EXTRAIT DU TEXTE:
9 février 2010
Le bréviaire du Néo-Consommateur
Posté par Paul dans la catégorie : Feuilles vertes; le monde bouge .
Avertissement genre Wikipédia : ceci est une ébauche d’article. Les données exposées ci-dessous sont amenées à évoluer, à être corrigées ou bien complétées. Ce bréviaire risque bien de n’être jamais complet, mais il serait cependant intéressant qu’une partie au moins des propositions qu’il contient soient débattues (pas trop longtemps) et mises en application (dans la mesure du possible). Il ne s’agit là ni d’une profession de foi pour la décroissance, ni d’un quelconque plaidoyer pour le développement durable des uns et le sous-développement durable des autres. Il s’agit juste d’une tentative de percevoir de façon rationnelle les possibilités du monde qui nous entoure, et d’envisager des lendemains qui chantent, pas seulement pour un centième de la population de la planète. Dans le cas contraire, nous prendrions le risque de courir à une déflagration générale dont les conséquences seraient sans doute un retour généralisé à l’âge de pierre. Il ne s’agit pas de la traditionnelle alternative « le nucléaire ou la bougie », mais de la certitude énoncée que le nucléaire (et toute la politique économique sous-jacente) nous amène droit à la bougie. Je suis bien conscient qu’il s’agit là de propositions réformistes qui ne feront au mieux qu’ébranler le socle de certitudes sur lequel se construit la surexploitation généralisée de notre planète et du plus grand nombre de ses habitants. Mais je sais aussi que l’arme économique (boycott, réduction de certaines dépenses, grève générale) est une arme dont nous avons le contrôle total, nous autres simples citoyens, et que son emploi de façon massive inquiète sérieusement les grands groupes industriels. Il est regrettable que ce moyen de lutte soit aussi peu utilisé : il suffit qu’un boycott fasse reculer le chiffre d’affaires d’une entreprise de 5 ou 10% pour que celle-ci capitule : les exemples historiques ne manquent pas. Je vous propose d’énoncer quelques « règles simples de consommation » et d’étudier ensuite leurs conséquences.
Il y a bien entendu des omissions regrettables… L’ordonnancement des propositions n’est pas réfléchi et les différents paragraphes gagneraient sans doute à être structurés de façon différente, mais ce n’est pas grave puisqu’il s’agit d’une chronique interactive et durable !

DÉFIS:
• A. Selon le billet sur le bréviaire du néo-consommateur, de quel pourcentage un boycott doit-il faire reculer le chiffre d'affaires d'une entreprise pour que celle-ci capitule ?
• B. Reprenez le billet sur le bréviaire du néo-consommateur à la suite de sa dernière phrase.

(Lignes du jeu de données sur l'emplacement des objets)
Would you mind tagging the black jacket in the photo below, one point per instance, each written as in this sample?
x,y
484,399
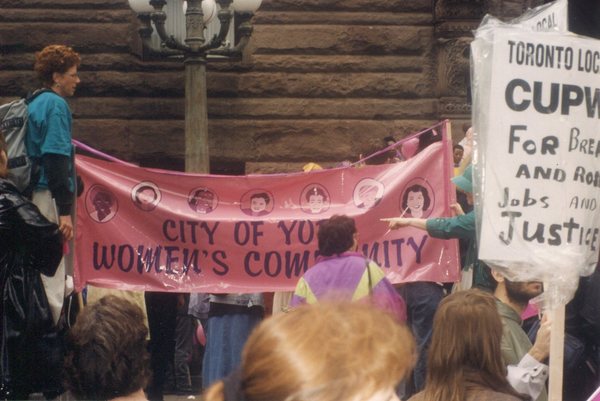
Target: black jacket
x,y
29,245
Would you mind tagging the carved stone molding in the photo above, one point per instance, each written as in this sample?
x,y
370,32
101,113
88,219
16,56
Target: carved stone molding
x,y
458,9
455,108
453,66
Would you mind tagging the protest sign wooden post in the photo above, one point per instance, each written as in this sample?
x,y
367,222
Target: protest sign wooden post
x,y
537,165
557,340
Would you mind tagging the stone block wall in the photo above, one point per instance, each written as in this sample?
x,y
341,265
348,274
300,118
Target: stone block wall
x,y
322,80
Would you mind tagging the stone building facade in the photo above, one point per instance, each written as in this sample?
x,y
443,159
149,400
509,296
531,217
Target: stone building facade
x,y
321,80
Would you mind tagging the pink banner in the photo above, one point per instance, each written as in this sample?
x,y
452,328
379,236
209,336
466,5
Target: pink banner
x,y
145,229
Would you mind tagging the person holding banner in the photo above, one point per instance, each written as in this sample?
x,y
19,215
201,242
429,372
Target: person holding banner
x,y
460,226
465,359
526,371
48,142
342,273
322,352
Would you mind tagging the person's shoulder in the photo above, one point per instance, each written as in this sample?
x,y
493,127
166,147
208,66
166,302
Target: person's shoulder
x,y
49,98
484,394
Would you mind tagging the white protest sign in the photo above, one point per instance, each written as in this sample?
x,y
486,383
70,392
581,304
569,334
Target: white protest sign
x,y
537,162
548,17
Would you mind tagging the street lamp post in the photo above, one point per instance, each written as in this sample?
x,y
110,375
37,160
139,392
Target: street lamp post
x,y
196,51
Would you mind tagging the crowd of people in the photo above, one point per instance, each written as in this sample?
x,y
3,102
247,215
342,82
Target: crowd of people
x,y
348,334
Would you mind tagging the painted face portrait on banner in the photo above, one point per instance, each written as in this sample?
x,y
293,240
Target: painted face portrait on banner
x,y
202,200
146,196
101,204
416,201
367,193
257,203
315,199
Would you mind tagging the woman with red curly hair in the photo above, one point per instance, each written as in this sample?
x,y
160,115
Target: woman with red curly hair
x,y
49,146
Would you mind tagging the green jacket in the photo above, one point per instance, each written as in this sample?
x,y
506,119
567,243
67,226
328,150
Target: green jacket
x,y
463,227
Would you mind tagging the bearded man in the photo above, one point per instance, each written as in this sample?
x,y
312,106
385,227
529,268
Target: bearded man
x,y
527,372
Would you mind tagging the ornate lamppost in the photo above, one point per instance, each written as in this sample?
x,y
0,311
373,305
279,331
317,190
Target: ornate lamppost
x,y
196,51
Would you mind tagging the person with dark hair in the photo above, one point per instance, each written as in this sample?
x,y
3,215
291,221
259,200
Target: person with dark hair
x,y
30,343
106,355
457,153
316,198
325,352
415,201
103,203
527,371
48,141
465,359
202,201
258,204
423,297
341,273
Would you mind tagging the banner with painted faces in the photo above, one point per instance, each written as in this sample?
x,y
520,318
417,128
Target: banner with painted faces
x,y
164,231
537,123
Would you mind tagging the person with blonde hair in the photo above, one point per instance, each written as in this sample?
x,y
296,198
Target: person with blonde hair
x,y
322,352
465,357
344,274
107,356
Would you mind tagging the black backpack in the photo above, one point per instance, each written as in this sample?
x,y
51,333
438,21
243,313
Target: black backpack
x,y
22,171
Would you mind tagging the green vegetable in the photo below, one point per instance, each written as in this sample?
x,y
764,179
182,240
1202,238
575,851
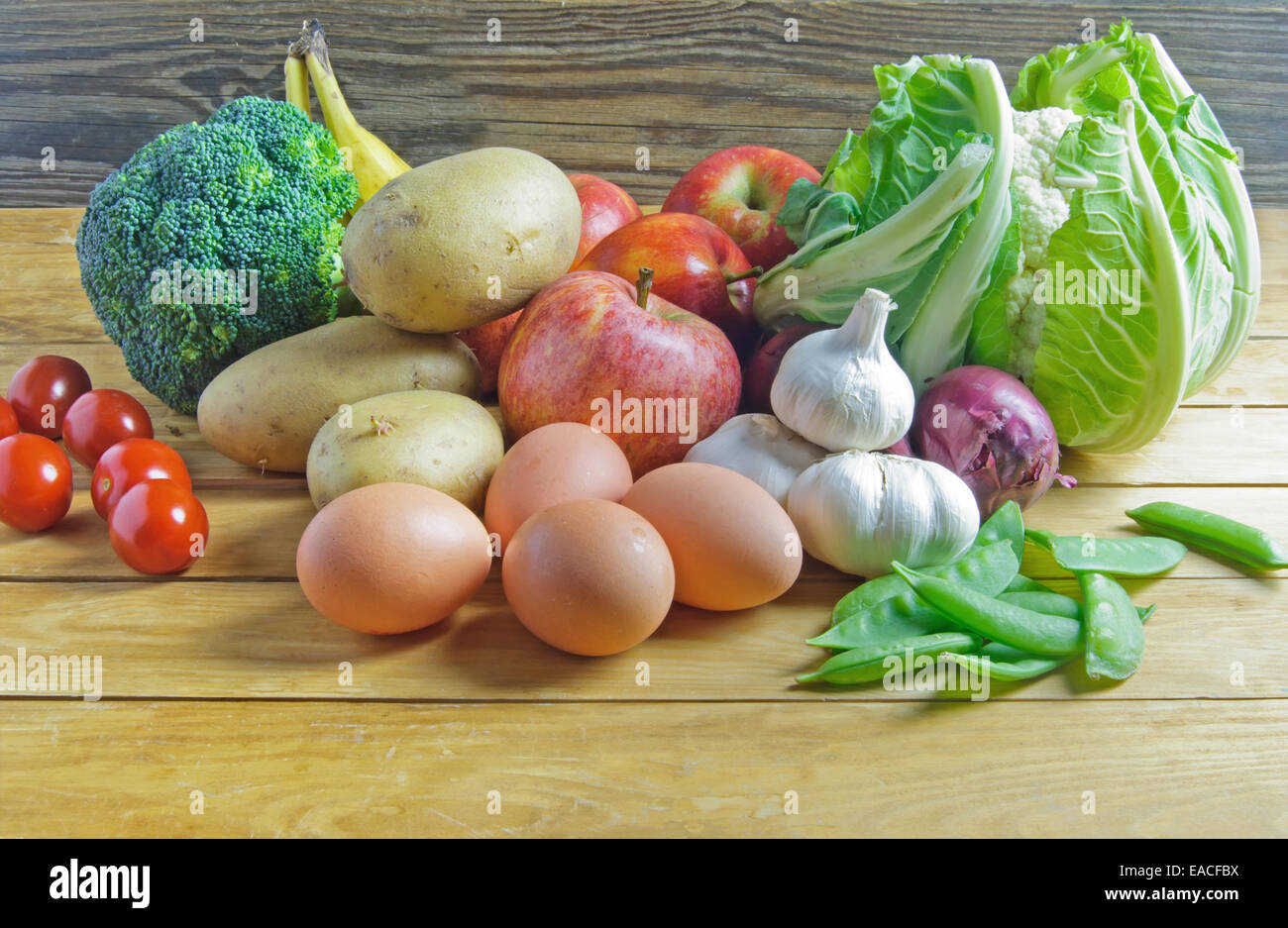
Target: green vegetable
x,y
1043,601
1006,524
1006,663
1120,557
254,188
997,621
864,665
1115,637
1054,604
1210,532
917,206
986,570
1107,254
1140,189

CORRIGÉS DES EXERCICES:
• A. De 5 ou 10 %.

• B.
- Réfléchir au degré de nécessité de l’achat d’un objet, et différer (pas forcément abandonner) ce qui, après réflexion, n’est pas une dépense « incontournable ». L’argent économisé sur les investissements les plus futiles, permettra de couvrir des besoins essentiels en faisant l’acquisition d’un matériel plus solide et plus fonctionnel. Chacun a bien entendu ses priorités et établira ses listes en fonction de son travail, de son temps libre et de ses goûts. Il ne s’agit pas de s’ériger en « garde rouge » et de décréter ce qui est bien ou ne l’est pas. Telle personne aura un besoin impératif de sa voiture car elle ne peut recourir au covoiturage ; telle autre ne peut se passer d’un ordinateur (il faut bien que je me ménage une porte de sortie). Je serais mal placé pour adopter une démarche anti-consumériste stricte ; je trouve simplement malencontreux de faire des économies sur les postes budgétaires fondamentaux pour acquérir massivement des biens de seconde nécessité dont la vie éphémère se terminera (au mieux) dans un centre de tri…
- La règle précédente est valable dans le domaine alimentaire aussi. Manger moins de viande, permet d’en acheter de la meilleure, provenant d’élevages dans lesquels les animaux sont bien nourris et leur bien-être pris en compte. L’économie ainsi réalisée permet aussi d’acheter, sans doute un peu plus cher, des légumes ou des céréales issus d’autres méthodes de production que celles de l’agriculture intensive. Ce qui est ruineux (et aberrant sur le plan environnemental) c’est de vouloir transposer des menus classiques en menus bios, sans remettre en cause la moindre de ses habitudes alimentaires, notamment le fait de consommer des produits d’origine animale en énormes quantités. Ceci n’est pas une profession de foi pour le végétarisme (certains me le reprocheront mais j’assume) mais une porte ouverte sur une gastronomie plus diversifiée, plus riche en saveurs et plus rationnelle surtout sur le plan écologique. Limiter l’achat d’aliments transformés permet de réaliser des économies conséquentes. Si l’on ne cherche pas à boire du vin à chaque repas, on peut très bien ouvrir de temps en temps une bonne bouteille ayant une autre origine qu’un laboratoire de chimie.
- Ne jamais recourir à un crédit à la consommation pour acquérir quelque chose dont le besoin n’est pas immédiat. Non seulement on le paie plus cher et on enrichit son banquier, mais on engage ses choix pour une durée plus ou moins longue (parfois supérieure à celle de l’objet). Ce que j’énonce là mérite bien entendu réflexion en ce qui concerne l’acquisition d’un bien coûteux et indispensable genre logement ou véhicule. Il faut espérer que, dans les années à venir, de nouvelles solutions se développeront pour favoriser l’entraide ou la recherche de formes de financement collectif dont le but soit autre que l’asservissement du débiteur à celui qui avance les fonds.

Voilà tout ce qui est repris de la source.